» What to do: Starting at the first line of the items and going on through the line with "298,140 -> 381,175", give those lines as a Markdown table with the columns Row and Line, numbering each row and leaving out blank lines.
--- START Entries shown ---
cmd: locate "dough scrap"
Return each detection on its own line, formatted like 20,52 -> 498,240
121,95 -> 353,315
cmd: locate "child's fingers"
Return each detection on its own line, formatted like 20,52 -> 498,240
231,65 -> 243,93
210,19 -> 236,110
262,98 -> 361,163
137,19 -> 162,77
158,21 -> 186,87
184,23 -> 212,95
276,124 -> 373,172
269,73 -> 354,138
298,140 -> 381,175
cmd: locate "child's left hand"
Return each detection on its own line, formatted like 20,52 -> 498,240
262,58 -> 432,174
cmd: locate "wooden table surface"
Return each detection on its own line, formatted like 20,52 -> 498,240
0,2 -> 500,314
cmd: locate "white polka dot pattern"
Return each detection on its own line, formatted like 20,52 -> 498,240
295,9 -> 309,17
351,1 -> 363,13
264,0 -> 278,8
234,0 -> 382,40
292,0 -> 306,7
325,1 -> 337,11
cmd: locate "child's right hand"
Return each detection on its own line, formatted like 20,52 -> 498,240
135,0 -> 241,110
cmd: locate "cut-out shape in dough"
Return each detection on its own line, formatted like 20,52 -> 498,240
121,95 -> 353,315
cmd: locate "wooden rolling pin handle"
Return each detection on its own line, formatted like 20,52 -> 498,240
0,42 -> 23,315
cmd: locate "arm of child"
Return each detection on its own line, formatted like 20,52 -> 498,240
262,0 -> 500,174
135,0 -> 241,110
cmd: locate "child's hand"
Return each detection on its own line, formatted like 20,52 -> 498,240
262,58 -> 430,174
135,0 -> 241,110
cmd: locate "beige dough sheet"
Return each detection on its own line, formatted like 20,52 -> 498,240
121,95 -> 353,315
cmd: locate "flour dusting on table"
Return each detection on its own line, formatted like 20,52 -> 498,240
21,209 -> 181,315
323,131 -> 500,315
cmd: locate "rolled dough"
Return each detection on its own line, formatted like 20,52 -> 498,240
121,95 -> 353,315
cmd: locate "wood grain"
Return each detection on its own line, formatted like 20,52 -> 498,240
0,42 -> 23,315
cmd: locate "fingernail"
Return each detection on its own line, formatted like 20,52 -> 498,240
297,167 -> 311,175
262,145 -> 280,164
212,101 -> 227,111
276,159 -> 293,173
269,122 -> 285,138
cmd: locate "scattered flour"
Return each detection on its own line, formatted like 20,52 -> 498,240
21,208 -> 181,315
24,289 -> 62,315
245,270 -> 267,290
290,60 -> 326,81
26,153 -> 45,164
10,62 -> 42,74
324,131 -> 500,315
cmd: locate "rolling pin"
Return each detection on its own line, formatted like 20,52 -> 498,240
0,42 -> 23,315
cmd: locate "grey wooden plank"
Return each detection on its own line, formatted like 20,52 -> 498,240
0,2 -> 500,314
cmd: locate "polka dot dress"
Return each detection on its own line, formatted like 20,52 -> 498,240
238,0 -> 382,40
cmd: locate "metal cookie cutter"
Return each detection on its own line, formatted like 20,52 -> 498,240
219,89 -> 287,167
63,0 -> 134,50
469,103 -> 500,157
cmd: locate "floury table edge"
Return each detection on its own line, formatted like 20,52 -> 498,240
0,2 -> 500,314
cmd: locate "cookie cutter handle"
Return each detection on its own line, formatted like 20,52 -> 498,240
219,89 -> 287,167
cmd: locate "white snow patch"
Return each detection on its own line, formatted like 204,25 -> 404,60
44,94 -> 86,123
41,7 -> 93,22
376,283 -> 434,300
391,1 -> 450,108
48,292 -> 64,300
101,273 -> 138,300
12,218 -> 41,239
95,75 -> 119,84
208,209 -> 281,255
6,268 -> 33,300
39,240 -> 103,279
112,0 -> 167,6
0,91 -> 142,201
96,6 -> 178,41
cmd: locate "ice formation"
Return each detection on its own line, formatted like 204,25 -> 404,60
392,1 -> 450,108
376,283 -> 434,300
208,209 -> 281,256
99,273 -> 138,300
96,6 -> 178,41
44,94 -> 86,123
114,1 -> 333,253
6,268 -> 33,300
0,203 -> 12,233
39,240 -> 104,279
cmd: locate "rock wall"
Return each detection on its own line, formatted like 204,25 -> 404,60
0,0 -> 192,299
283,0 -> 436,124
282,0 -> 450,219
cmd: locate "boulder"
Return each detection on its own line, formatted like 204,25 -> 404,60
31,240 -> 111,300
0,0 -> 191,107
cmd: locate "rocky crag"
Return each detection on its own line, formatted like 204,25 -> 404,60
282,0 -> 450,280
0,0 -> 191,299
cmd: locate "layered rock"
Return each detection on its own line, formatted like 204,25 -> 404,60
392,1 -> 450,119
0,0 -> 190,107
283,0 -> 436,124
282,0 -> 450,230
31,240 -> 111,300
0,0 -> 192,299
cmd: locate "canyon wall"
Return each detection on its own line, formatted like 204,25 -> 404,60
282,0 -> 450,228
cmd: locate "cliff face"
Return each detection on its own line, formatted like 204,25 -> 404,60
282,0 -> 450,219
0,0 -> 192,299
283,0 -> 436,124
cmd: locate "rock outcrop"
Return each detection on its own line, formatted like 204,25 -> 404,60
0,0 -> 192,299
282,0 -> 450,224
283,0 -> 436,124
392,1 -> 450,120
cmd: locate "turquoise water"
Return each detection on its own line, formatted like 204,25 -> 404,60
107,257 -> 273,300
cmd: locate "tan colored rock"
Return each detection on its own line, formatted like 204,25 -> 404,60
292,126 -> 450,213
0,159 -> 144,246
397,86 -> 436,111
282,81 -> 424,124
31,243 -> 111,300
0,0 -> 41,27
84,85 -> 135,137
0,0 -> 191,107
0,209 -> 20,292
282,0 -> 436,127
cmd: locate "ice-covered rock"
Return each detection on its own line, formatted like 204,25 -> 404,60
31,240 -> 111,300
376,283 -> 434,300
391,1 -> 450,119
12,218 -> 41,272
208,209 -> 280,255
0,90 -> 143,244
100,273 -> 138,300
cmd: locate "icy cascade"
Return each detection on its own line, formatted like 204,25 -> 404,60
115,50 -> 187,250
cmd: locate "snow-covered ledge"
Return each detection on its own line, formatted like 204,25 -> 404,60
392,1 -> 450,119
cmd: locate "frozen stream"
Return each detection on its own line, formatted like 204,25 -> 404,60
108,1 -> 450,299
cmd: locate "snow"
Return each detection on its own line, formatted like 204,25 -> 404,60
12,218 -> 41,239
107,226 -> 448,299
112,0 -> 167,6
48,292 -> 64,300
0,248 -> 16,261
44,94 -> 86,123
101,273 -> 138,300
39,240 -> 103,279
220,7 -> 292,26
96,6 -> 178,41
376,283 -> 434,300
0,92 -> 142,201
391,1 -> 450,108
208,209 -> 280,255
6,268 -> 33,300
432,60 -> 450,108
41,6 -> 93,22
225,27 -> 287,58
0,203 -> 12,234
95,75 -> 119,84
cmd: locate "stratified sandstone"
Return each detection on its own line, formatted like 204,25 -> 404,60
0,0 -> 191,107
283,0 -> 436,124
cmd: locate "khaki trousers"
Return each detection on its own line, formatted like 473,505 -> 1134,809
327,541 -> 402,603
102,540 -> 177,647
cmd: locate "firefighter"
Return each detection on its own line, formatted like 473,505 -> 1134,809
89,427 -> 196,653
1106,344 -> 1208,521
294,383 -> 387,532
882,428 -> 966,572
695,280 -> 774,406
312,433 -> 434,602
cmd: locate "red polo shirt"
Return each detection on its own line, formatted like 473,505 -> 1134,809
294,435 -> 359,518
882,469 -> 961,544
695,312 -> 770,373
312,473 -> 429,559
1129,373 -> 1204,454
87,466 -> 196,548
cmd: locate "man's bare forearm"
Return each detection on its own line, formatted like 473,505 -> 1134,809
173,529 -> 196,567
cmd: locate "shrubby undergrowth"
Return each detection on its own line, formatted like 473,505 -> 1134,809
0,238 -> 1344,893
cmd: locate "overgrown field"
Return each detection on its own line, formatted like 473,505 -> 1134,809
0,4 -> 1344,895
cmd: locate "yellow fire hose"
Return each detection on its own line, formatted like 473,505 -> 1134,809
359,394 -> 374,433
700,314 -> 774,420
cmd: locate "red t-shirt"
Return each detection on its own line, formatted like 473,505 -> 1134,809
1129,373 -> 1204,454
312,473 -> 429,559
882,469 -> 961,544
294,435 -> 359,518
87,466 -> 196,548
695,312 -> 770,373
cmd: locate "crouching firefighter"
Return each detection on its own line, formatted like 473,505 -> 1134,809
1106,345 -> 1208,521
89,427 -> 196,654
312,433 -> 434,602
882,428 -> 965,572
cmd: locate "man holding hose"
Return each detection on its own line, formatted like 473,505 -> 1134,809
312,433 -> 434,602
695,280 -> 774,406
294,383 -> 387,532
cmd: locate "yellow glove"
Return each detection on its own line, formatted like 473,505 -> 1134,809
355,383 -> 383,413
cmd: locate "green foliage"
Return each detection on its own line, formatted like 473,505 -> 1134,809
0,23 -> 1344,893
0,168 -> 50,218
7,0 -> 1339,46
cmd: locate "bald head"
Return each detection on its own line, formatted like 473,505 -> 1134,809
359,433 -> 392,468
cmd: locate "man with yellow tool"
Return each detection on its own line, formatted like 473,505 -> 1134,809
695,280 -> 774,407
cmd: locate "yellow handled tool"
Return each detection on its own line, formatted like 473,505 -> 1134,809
--- END Entries shown ---
» Answer for this exercise:
| Row | Line |
|---|---|
| 1 | cmd: locate "dough scrap" |
| 2 | Return each detection on its own line, formatted like 20,52 -> 498,240 |
| 3 | 121,95 -> 353,315 |
| 4 | cmd: locate "child's fingers" |
| 5 | Return each detection on its own line, formatted like 20,52 -> 498,240 |
| 6 | 231,65 -> 243,93 |
| 7 | 210,19 -> 236,110 |
| 8 | 262,98 -> 361,163 |
| 9 | 137,19 -> 162,77 |
| 10 | 158,21 -> 186,87 |
| 11 | 184,23 -> 212,95 |
| 12 | 276,124 -> 373,172 |
| 13 | 269,73 -> 354,138 |
| 14 | 298,140 -> 381,175 |